- [Written request] Present every line of the listing below as a Markdown table with the columns "No." and "Line." Put a row number in the first column and the line in the second, and leave out any blank lines.

- [Dataset excerpt]
•••

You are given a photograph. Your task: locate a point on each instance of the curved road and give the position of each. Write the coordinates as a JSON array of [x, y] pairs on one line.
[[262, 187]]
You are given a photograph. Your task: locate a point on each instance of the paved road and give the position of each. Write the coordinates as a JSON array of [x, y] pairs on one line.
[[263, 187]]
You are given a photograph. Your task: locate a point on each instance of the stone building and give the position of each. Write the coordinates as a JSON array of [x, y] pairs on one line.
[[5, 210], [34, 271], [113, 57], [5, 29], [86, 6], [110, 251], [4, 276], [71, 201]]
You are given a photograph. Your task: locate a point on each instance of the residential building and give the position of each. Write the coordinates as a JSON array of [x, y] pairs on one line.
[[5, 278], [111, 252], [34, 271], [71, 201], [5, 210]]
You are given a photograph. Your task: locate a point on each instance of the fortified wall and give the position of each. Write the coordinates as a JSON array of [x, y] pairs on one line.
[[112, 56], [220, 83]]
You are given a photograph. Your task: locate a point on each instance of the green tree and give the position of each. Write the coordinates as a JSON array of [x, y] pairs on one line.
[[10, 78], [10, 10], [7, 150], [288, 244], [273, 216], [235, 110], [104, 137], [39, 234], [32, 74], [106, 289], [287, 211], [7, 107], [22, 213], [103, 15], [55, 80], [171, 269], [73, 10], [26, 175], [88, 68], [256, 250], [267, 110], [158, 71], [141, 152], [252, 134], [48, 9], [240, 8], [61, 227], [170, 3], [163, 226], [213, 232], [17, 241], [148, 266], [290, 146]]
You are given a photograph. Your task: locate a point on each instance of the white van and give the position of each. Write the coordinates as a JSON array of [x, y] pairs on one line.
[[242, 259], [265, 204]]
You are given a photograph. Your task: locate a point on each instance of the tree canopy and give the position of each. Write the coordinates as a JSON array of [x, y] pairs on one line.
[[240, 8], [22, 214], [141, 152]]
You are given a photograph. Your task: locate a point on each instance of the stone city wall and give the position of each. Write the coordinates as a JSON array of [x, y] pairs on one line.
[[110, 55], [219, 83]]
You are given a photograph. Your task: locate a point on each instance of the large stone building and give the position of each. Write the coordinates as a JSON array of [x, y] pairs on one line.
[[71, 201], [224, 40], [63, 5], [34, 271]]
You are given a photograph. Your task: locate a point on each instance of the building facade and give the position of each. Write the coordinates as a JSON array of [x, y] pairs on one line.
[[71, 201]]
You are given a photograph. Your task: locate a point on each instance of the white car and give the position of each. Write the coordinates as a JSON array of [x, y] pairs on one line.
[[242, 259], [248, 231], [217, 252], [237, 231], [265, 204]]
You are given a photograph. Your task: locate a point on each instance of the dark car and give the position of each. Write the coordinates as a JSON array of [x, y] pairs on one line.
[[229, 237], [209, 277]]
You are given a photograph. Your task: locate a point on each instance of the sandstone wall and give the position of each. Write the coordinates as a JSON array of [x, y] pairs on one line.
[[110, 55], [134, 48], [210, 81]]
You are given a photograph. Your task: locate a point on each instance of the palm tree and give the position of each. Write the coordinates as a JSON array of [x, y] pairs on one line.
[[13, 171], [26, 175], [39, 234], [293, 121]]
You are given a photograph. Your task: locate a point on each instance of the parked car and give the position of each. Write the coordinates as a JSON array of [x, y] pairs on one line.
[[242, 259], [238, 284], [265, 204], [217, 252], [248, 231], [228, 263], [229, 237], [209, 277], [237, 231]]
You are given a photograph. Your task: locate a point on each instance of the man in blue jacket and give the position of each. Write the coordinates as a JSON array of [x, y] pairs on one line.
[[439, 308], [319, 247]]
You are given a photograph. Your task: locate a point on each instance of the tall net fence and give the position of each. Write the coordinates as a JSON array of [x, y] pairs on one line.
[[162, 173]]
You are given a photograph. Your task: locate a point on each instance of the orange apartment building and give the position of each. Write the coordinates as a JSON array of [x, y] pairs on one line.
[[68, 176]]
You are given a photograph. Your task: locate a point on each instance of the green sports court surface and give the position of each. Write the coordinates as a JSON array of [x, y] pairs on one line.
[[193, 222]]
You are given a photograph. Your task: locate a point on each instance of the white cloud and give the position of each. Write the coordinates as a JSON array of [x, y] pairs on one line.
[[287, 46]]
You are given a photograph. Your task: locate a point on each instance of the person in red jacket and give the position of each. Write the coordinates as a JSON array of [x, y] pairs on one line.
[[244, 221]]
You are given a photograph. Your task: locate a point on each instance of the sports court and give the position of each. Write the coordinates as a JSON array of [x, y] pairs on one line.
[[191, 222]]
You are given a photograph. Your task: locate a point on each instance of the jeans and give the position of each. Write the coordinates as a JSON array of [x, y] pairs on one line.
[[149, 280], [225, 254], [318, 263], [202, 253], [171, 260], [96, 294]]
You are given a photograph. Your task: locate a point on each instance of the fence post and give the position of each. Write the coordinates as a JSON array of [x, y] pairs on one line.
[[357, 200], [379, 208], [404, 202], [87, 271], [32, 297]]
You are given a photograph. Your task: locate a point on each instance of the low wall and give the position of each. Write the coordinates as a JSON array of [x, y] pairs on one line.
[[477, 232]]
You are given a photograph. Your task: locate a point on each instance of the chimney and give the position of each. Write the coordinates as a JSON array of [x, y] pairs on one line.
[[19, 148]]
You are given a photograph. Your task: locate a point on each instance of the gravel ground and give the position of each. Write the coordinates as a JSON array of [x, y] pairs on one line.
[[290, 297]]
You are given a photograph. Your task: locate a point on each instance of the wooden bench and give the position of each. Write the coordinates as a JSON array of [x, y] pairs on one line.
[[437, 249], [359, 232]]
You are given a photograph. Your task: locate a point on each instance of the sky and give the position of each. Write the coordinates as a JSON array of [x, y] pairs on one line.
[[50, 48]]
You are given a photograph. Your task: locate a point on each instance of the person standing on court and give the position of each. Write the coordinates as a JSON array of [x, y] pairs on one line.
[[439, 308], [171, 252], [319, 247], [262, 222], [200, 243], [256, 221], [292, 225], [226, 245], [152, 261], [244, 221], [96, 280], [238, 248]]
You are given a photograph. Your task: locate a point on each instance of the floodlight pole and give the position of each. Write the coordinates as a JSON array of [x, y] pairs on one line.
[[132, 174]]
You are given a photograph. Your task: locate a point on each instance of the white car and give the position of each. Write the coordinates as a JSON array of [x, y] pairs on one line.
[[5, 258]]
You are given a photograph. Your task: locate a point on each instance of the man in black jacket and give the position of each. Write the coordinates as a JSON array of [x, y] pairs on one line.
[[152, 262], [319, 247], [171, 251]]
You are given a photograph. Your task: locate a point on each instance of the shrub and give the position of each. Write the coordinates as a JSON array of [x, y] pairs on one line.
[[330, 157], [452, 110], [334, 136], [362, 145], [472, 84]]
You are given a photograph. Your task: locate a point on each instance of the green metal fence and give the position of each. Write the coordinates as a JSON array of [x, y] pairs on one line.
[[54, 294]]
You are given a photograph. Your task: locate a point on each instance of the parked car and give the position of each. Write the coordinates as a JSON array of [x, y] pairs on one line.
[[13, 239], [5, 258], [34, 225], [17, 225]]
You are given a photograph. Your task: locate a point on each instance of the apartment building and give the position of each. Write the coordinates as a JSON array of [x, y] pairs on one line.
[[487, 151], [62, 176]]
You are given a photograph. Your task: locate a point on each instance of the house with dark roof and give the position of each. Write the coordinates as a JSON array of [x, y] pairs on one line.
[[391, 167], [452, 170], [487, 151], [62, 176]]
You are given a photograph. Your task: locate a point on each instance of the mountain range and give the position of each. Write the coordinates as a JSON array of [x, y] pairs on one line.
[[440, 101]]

•••

- [Result]
| No. | Line |
|---|---|
| 1 | You are given a photograph. Your task: locate a point on each instance of the curved road and give the position of each. Write the coordinates as a JSON array of [x, y] pairs on one line. |
| 2 | [[262, 187]] |
| 3 | You are given a photograph. Your task: locate a point on each instance of the paved road and give the position of each. Write the coordinates as a JSON array of [x, y] pairs on one line. |
| 4 | [[263, 187]] |
| 5 | You are given a photograph. Your task: locate a point on each instance of the stone building and give the position of each. Write the coordinates as a JSON array of [x, y] pairs on one line. |
| 6 | [[5, 210], [34, 271], [113, 57], [5, 29], [86, 6], [110, 251], [4, 276], [71, 201]] |
| 7 | You are given a photograph. Your task: locate a point on each instance of the residential building and give the position of each. Write the coordinates as a JSON array of [x, y] pairs on one line. |
| 8 | [[5, 278], [111, 252], [34, 271], [71, 201], [5, 210]] |
| 9 | You are given a photograph. Your task: locate a point on each instance of the fortified wall and give the position of each. Write the coordinates as a JSON array of [x, y] pairs on one line. |
| 10 | [[112, 56], [220, 83]] |
| 11 | You are given a photograph. Your task: locate a point on each instance of the green tree and give the position of each. Write the coordinates as a JSON array of [x, y] pairs on one line. |
| 12 | [[10, 78], [10, 10], [7, 150], [288, 244], [273, 216], [235, 110], [104, 137], [39, 234], [32, 74], [106, 289], [287, 211], [7, 107], [22, 213], [103, 15], [55, 80], [171, 269], [73, 10], [26, 175], [88, 68], [256, 250], [267, 110], [158, 71], [141, 152], [252, 134], [48, 9], [240, 8], [61, 227], [170, 3], [163, 226], [213, 232], [17, 241], [148, 266], [290, 146]] |
| 13 | You are given a photograph. Your task: locate a point on each instance of the white van and give the position of each. Write the coordinates as a JSON array of [x, y] pairs on one line. |
| 14 | [[242, 259], [265, 204]] |
| 15 | You are given a photograph. Your task: locate a point on each instance of the tree canopy and give the position of each. Write the coordinates as a JSON array of [x, y] pairs on one line. |
| 16 | [[240, 8], [22, 214], [141, 152]] |
| 17 | You are given a photograph. Your task: locate a point on each instance of the stone city wall and give the position of each. Write the coordinates as a JSON array of [x, y] pairs on one line. |
| 18 | [[110, 55], [219, 83]] |
| 19 | You are given a photograph. Your task: locate a point on each instance of the large stone building and give the position of each. Write the coordinates as a JSON array of [x, y] pairs on one line. |
| 20 | [[71, 201], [224, 40], [63, 5], [34, 271]] |
| 21 | You are given a photograph. Your task: locate a point on each instance of the building facade and give the position of each. Write the coordinates as a JSON array of [x, y] pairs on one line. |
| 22 | [[71, 201]] |
| 23 | You are given a photograph. Your task: locate a point on each instance of the white car and give the position of each. Write the coordinates as a JSON array of [x, y] pairs on one line. |
| 24 | [[242, 259], [248, 231], [217, 252], [237, 231], [265, 204]] |
| 25 | You are given a photograph. Your task: locate a point on each instance of the dark car and give the position of each. Write the coordinates as a JSON array of [x, y] pairs on one line. |
| 26 | [[229, 237], [209, 277]] |
| 27 | You are given a photograph. Your task: locate a point on each instance of the sandstone wall and give the position of each. Write the coordinates as a JSON array of [x, y] pairs on one line. |
| 28 | [[110, 55], [134, 48], [210, 81]] |
| 29 | You are given a photograph. Your task: locate a point on each instance of the palm tree and give the position of each. Write the coordinates as a JSON array of [x, y] pairs on one line. |
| 30 | [[13, 171], [26, 175], [39, 234], [293, 121]] |
| 31 | You are given a photograph. Your task: locate a point on each instance of the parked car and give the position of each. Write the coordinates as a JSON array of [x, y] pairs on one line. |
| 32 | [[242, 259], [238, 284], [265, 204], [217, 252], [248, 231], [228, 263], [229, 237], [209, 277], [237, 231]] |
| 33 | You are given a photograph. Your task: locate a point on each instance of the man in blue jacket and give the position of each. Write the coordinates as a JSON array of [x, y] pairs on one line. |
| 34 | [[439, 308], [319, 247]] |
| 35 | You are given a photograph. Your task: locate a point on each instance of the tall net fence and give the position of each. Write the coordinates as a JSON array of [x, y] pairs on one line. |
| 36 | [[162, 173]] |
| 37 | You are given a photograph. Your task: locate a point on each instance of the orange apartment building and give the position of each. Write the coordinates as a JSON array of [x, y] pairs on one line. |
| 38 | [[68, 176]] |
| 39 | You are given a photograph. Your task: locate a point on each instance of the green sports court surface and give the position of each. Write the coordinates as a JSON array of [x, y] pairs on one line. |
| 40 | [[193, 222]] |
| 41 | You are given a photograph. Your task: locate a point on each instance of the white cloud and give the position of each. Write the coordinates as a JSON array of [x, y] pairs on one line. |
| 42 | [[287, 46]] |
| 43 | You are given a photograph. Your task: locate a point on each instance of the person in red jacket and give the position of each. Write the coordinates as a JSON array of [x, y] pairs on one line. |
| 44 | [[244, 221]] |
| 45 | You are given a photograph. Your task: locate a point on each instance of the sports court and give the position of each. Write the coordinates as a JSON array of [x, y] pairs on one line. |
| 46 | [[191, 222]] |
| 47 | You are given a photograph. Your task: locate a point on each instance of the jeans and give the position of each. Write the coordinates as a JSON array of [x, y] pairs on one line. |
| 48 | [[149, 280], [225, 254], [318, 263], [202, 253], [171, 260], [96, 294]] |
| 49 | You are given a photograph. Your task: locate a point on each instance of the fence post and give the position of each. Write the coordinates as a JSON array of [x, y] pairs on one line. |
| 50 | [[357, 200], [379, 208], [404, 202], [87, 271], [32, 297]] |
| 51 | You are given a photograph. Your task: locate a point on each instance of the low wall and give the position of each. Write the coordinates as a JSON array of [x, y] pairs on one line. |
| 52 | [[477, 232]] |
| 53 | You are given a photograph. Your task: locate a point on each instance of the chimney and give the position of each. Write the coordinates as a JSON array of [x, y] pairs on one line. |
| 54 | [[19, 148]] |
| 55 | You are given a photograph. Your task: locate a point on each instance of the gravel ground and give the position of each. Write the coordinates as a JSON array of [x, y] pairs on one line. |
| 56 | [[290, 297]] |
| 57 | You are given a photograph. Your task: locate a point on each instance of the wooden bench and give the position of each. Write the coordinates as a JSON array of [x, y] pairs on one line. |
| 58 | [[437, 249], [359, 232]] |
| 59 | You are given a photograph. Your task: locate a point on each instance of the sky and give the position of each. Write the coordinates as a JSON array of [x, y] pairs on one line. |
| 60 | [[50, 48]] |
| 61 | You are given a photograph. Your task: locate a point on each instance of the person standing on court and give the position of each. Write the coordinates as a JSON array of [x, y] pairs on one line. |
| 62 | [[439, 308], [171, 252], [319, 247], [262, 222], [200, 243], [256, 221], [292, 225], [226, 245], [152, 261], [244, 221], [96, 280], [238, 248]] |
| 63 | You are given a photograph. Your task: locate a point on each instance of the floodlight pole and give the position of each. Write the coordinates as a JSON array of [x, y] pairs on one line. |
| 64 | [[132, 174]] |
| 65 | You are given a photograph. Your task: locate a point on each instance of the white car and give the position of each. Write the coordinates as a JSON array of [x, y] pairs on one line. |
| 66 | [[5, 258]] |
| 67 | You are given a photograph. Your task: locate a point on each instance of the man in black jacket and give the position of each. Write the coordinates as a JSON array of [x, y] pairs on one line. |
| 68 | [[152, 262], [319, 247], [171, 251]] |
| 69 | You are given a photograph. Your task: locate a point on each instance of the shrub and give the position of each. Write the coordinates as a JSON array of [x, y] pairs on one line. |
| 70 | [[330, 157], [452, 110], [334, 136], [362, 145], [472, 84]] |
| 71 | You are given a photograph. Your task: locate a point on each instance of the green metal fence and give the position of each. Write the coordinates as a JSON array of [x, y] pairs on one line. |
| 72 | [[54, 294]] |
| 73 | You are given a photograph. Your task: locate a point on each instance of the parked car and give the position of each. Write the coordinates as a JSON array of [x, y] pairs on one line. |
| 74 | [[13, 239], [5, 258], [34, 225], [17, 225]] |
| 75 | You are given a photograph. Your task: locate a point on each instance of the apartment building and give the position of each. Write the coordinates as a JSON array of [x, y] pairs on one line. |
| 76 | [[487, 151], [62, 176]] |
| 77 | You are given a photograph. Your task: locate a point on each instance of the house with dark roof and give the position of each. Write the coordinates as a JSON array of [x, y] pairs on one line. |
| 78 | [[391, 167], [452, 170], [487, 151], [62, 176]] |
| 79 | You are given a photograph. Your task: locate a point on each instance of the mountain range and give the position of each. Write the coordinates as a JSON array of [x, y] pairs on one line. |
| 80 | [[440, 101]] |